**PROBLEM TO WORK ON:** Nothing but the pictures should go missing; return all the entries below exactly.
++++++++
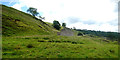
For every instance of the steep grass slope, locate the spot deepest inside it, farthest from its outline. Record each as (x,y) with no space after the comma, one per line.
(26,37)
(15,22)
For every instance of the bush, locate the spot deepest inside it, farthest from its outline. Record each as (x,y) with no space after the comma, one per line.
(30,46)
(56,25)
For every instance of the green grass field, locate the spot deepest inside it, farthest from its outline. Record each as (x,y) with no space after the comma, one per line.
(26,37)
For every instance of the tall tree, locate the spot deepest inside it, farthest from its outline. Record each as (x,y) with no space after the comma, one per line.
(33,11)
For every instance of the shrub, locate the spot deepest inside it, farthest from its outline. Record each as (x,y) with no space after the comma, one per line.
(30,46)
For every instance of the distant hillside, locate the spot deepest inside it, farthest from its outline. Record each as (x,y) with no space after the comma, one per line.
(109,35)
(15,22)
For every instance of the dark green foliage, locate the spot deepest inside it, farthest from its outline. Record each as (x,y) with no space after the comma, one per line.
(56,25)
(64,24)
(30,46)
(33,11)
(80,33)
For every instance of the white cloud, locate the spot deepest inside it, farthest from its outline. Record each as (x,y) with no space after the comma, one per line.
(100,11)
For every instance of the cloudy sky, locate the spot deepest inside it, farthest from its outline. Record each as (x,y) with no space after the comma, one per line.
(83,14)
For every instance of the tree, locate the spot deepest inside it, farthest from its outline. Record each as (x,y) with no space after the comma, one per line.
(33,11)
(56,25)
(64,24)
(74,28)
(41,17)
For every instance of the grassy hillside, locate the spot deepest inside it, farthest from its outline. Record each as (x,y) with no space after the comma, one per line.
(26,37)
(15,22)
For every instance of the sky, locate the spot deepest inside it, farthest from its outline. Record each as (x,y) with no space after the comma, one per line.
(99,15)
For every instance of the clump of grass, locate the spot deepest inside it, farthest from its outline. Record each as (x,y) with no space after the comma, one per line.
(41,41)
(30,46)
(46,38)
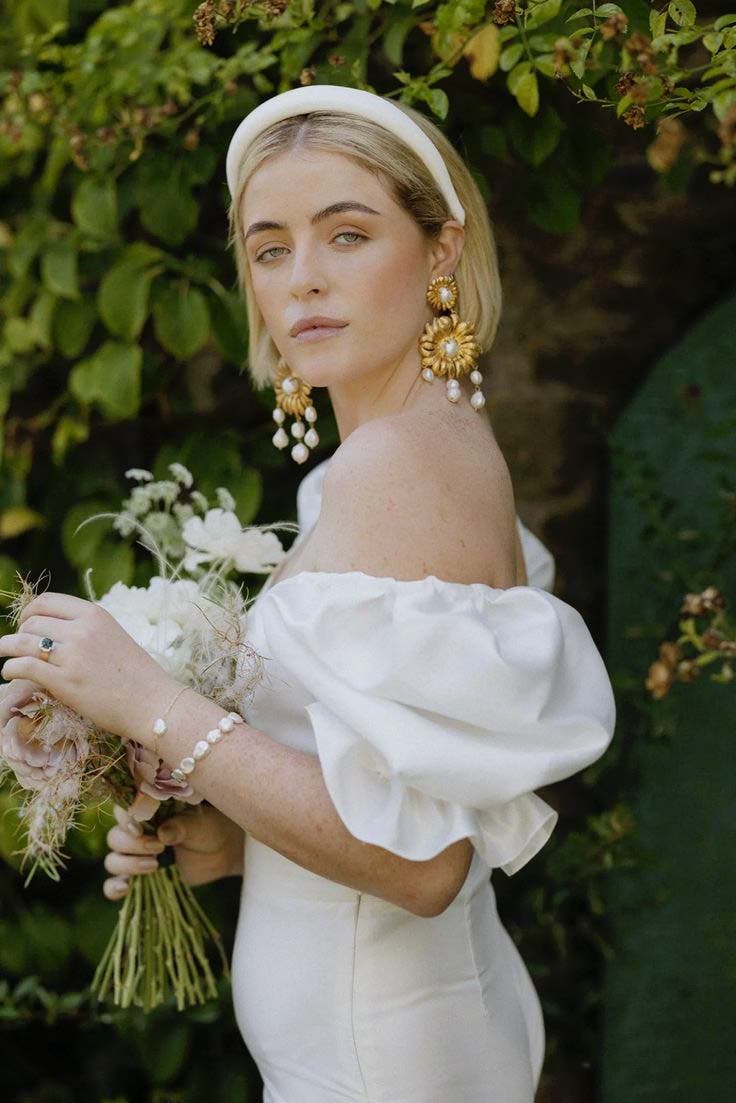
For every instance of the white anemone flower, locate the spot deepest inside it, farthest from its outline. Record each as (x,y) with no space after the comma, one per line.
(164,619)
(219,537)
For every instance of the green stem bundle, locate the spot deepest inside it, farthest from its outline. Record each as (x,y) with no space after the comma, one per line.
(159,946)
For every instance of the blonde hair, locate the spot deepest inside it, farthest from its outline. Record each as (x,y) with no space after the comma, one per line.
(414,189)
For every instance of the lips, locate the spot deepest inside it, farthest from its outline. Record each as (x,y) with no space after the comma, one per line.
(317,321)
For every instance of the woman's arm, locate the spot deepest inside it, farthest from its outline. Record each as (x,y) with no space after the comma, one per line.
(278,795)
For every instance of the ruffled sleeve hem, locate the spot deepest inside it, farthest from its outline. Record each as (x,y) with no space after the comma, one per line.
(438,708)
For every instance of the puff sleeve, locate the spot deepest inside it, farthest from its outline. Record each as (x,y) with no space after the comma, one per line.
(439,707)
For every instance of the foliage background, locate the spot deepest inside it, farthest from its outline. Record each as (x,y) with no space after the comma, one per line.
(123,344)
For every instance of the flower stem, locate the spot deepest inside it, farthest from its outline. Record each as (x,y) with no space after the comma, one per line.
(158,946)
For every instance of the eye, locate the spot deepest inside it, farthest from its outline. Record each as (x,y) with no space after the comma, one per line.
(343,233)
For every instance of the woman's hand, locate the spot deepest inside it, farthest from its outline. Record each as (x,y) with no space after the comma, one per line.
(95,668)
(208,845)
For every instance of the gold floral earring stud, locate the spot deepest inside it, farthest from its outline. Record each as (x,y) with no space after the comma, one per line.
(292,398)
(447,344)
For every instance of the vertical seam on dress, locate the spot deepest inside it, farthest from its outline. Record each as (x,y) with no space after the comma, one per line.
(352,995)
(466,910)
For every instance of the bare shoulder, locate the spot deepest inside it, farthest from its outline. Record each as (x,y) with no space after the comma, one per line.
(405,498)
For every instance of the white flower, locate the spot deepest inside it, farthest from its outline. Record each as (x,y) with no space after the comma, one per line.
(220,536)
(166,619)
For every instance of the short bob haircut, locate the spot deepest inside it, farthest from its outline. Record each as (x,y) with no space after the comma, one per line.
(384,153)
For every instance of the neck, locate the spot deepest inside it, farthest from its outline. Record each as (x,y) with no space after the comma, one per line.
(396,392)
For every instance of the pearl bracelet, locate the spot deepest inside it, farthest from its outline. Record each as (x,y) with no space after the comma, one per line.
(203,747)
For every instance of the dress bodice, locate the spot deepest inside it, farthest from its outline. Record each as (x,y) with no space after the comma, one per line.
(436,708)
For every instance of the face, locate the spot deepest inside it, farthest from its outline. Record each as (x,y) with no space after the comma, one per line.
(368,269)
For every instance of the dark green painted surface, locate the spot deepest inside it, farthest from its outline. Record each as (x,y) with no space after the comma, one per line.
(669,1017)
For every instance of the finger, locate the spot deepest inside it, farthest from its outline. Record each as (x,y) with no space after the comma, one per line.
++++++++
**TASK SOLUTION:**
For every instance of the steep grass slope, locate the spot deepest inside it, farthest from its outline. Record each as (x,y) with no space after the comma, one per line.
(26,37)
(15,22)
For every instance of the bush, locate the spot deepest inside it, farthest from its outline. Record each as (x,y) with no space after the comma, one per line.
(30,46)
(56,25)
For every instance of the green grass field, locate the spot deepest inside it, farthest from its outline. Record each as (x,y) with no space after the comma, one per line.
(26,37)
For every instance of the tall tree, locate the spot deepest inside it, farthest from its outline. Record each as (x,y) with no space after the comma, one per line.
(33,11)
For every instance of the shrub, locate the spot deepest inside it, farthest from its outline. Record each as (x,y) with no space after the comma, one per line.
(30,46)
For every instance of the distant hillside, locate the spot deepest inside it, farthest from its outline. Record each as (x,y) with no space after the comma, one per line.
(109,35)
(15,22)
For every instance of the dark green foliage, locate the spot deepest inside it, farthest from its outline. Record each as (x,y) with no space after the comma, one per line.
(56,25)
(64,24)
(30,46)
(33,11)
(80,33)
For every instance of the white cloud, locate the spot deepest inside it, farthest from its outline. Record each as (x,y) with no space after the comma, one per line.
(100,11)
For every instance of the cloudy sky, locate the spot deepest inside it, farthest from its outline. Record each as (x,y) with no space after the comma, one per line.
(83,14)
For every instance of the tree, locate the spot deepest inside it, farthest from its outline. Record each as (x,y) with no space after the comma, one per line.
(33,11)
(56,25)
(64,24)
(74,28)
(41,17)
For every instance of the grassy hillside, locate the spot deepest inside it, farthest from its outline. Record each as (x,y) with no space after the comma, one per line.
(26,37)
(15,22)
For every instance of the sky, locate the spot deepest inside it, farthest from its outline. Record each as (x,y) with no space after the comma, one per line.
(99,15)
For every instance of the clump of grass, locate the spot deepest inside it, farthest from its outline. Record each as (x,y) with no space after the comma, one per line.
(41,41)
(30,46)
(46,38)
For every instance of the white anemone flower, locate the spot deepest inside it, farthest from its outline. Record each as (x,y) with no space after the comma, one per line.
(164,619)
(219,537)
For every instance of the green stem bundle, locate the spot deepest inside it, farthest from its outline. Record each as (x,y) with no space after the comma, one per line.
(159,946)
For every instance of the blonde hair, locate the spot deepest inside it, farthest from its outline. Record each as (x,y) with no space after the comma, one per line.
(414,189)
For every instance of the lips, locate the spot deepest inside it, farthest from its outline. Record each as (x,y) with no space after the comma, one per line.
(317,321)
For every instance of the woman's arm, locate the spot deepest inside it, farthest from its outline. Record each as (x,y) with no space after the comma, one per line.
(278,795)
For every instance of the ruffled sleeve hem, locate the spot deepest inside it, farthest from its outline. Record each as (x,y) with no space after the comma, one per line.
(438,708)
For every instance of the puff sleeve, locate the spot deepest inside it, farthest from its outline. Record each as (x,y) with no space after the comma, one per line.
(439,707)
For every instance of the foliage background, locate the spot deepest inside it, farthest from its outline. Record each as (x,y) with no space after the comma, one per line.
(123,344)
For every instance of the flower stem, locate the spot deepest inside it, farthest from its outline. Record each as (x,y) with no space after the comma, one per line.
(158,946)
For every instance of the eye, locate the spot deepest inside it, farthest from its outline. Record each as (x,y) with no space after the comma, one per line.
(343,233)
For every instance of the woman's hand, locate the spot deepest inside it, farthest from its outline. Record each as (x,y) with no space after the comma, one per line.
(95,668)
(208,845)
For every instance of the gold floral earring stud, locate the spot deepest inside it, farthest from its outline. Record each as (x,y) with no space after the comma, one per line.
(292,398)
(447,344)
For every instance of the vertical seam on dress, locate the spot deepest inside it, farthest from its outline. Record each as (x,y) with no space after the comma, one per line.
(352,995)
(466,910)
For every instance of the bare shoulder, locate the spot deepest inside it, farthest from its outline. Record each as (x,y) with no space after the comma, one per line.
(405,498)
For every instance of the white flower, locate the spot deepest inside it, farthest from its outline. Record each as (x,y) with no space after the comma, one per line.
(220,536)
(166,619)
For every instance of the short bob haircut, locate the spot deepest inside it, farthest from its outline. Record each as (x,y) with no space after the comma, one per line.
(384,153)
For every instance of the neck, locate the spot deepest inside it, farthest from its outline. Record each as (x,y) with no space after the comma, one per line.
(396,392)
For every instance of the pearl bracelet, locate the spot deepest inside it, farthest from its outline. Record each as (x,y) with no space after the comma, one per line.
(203,747)
For every instance of the dress bodice, locate the spot deepest inside it, farthest from its outline. Record each as (x,y) with no space after the comma, one per line.
(436,708)
For every instance of the face, locate the spot deepest inside it, farthest from its outline. Record each as (x,y) with no space after the comma, one per line.
(368,269)
For every instance of the dark green painted surface, locate the spot deepest inside it, farthest from its outline. Record each as (x,y) with no space after the comma, one per line.
(669,1017)
For every instance of the finger, locate the spot deepest inside it, farthest from its outline. Record each as (x,y) with no space after the comma, one per line.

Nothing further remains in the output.